- EXERCISE -
Count the lines in the records below that contain the string "parked", with case mattering, and give only that number.

- DATA SHOWN -
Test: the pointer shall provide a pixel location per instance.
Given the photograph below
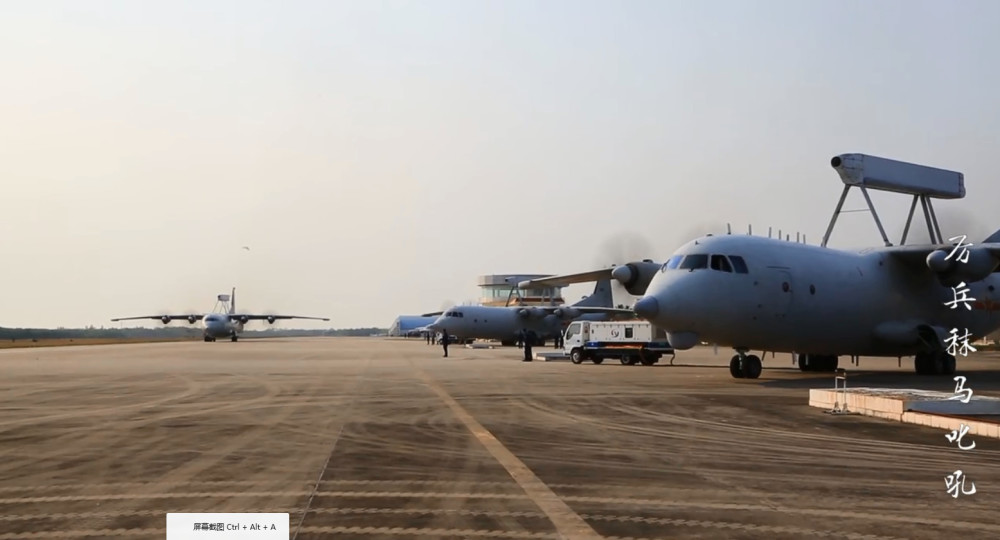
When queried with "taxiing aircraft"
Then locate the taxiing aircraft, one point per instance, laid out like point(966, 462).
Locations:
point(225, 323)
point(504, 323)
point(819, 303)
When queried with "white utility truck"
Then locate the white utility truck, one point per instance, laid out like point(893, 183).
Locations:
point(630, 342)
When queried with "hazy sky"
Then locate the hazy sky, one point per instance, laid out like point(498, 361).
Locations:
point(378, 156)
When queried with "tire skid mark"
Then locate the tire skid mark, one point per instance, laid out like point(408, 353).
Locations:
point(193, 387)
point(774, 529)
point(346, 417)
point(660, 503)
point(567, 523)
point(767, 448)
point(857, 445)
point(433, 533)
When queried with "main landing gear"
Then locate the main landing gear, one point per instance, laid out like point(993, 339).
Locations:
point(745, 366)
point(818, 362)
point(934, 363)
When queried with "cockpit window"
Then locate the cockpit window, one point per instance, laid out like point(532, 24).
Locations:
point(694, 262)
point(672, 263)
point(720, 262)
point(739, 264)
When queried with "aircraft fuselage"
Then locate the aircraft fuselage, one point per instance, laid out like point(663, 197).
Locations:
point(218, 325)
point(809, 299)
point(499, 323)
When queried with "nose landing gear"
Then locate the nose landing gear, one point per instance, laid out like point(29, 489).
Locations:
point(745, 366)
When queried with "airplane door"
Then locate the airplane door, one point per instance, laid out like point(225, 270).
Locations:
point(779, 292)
* * *
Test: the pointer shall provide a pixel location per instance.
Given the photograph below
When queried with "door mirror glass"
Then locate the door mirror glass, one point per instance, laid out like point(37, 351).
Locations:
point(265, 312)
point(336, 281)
* * *
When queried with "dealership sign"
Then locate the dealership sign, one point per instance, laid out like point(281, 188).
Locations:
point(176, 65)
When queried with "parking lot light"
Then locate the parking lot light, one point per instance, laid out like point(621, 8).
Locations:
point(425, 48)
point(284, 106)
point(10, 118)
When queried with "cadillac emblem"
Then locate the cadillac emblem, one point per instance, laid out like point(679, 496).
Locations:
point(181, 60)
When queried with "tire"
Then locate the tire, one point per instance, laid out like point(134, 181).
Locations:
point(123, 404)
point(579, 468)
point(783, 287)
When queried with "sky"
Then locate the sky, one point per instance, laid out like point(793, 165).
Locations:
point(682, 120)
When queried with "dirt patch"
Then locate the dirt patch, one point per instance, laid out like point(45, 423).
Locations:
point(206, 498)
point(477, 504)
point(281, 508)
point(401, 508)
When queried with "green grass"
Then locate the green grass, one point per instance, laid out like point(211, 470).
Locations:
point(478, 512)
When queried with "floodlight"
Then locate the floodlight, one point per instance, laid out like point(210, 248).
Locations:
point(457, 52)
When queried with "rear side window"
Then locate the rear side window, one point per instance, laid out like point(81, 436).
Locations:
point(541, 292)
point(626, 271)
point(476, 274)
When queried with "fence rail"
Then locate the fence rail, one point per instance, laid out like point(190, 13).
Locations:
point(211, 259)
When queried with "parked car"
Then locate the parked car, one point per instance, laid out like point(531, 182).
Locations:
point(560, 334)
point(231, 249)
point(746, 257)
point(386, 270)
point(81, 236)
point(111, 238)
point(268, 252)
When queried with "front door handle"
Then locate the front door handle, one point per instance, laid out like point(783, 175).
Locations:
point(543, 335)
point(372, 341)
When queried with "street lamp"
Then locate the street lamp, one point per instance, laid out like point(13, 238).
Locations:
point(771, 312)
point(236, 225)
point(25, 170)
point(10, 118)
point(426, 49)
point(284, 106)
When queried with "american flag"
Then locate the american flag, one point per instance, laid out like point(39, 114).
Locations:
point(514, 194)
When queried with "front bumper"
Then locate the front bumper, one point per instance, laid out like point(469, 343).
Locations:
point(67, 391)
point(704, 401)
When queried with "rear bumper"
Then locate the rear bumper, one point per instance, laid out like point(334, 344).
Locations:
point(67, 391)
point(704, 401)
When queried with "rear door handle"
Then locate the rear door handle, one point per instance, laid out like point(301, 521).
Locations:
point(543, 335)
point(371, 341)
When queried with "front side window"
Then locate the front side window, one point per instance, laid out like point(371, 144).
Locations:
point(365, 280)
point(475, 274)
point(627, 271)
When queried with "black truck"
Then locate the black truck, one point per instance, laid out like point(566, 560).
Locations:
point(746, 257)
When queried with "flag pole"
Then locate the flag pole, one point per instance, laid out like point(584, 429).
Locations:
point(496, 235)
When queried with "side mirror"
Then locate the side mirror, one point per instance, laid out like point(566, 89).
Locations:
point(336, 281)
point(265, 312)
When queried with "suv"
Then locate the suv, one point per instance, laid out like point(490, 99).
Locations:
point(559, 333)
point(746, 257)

- EXERCISE OUTPUT -
2